> [Problem details]: Please put every line of the records below into a JSON list of strings, one string per line, leaving out any blank lines.

> [Data provided]:
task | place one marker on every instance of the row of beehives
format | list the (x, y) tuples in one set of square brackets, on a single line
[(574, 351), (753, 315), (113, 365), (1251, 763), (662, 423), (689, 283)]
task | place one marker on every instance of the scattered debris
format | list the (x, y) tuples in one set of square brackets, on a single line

> [Correct output]:
[
  "task | place one marker on every instance of the row of beehives",
  "format | list the (x, y) tuples in one set of square brackets, on a single line",
  "[(574, 351), (753, 315), (113, 365), (1251, 763), (662, 423), (689, 283)]",
  "task | place one marker on every instance of the scattered debris",
  "format | list the (x, y) tuples in one set of square brackets, on a single line"
]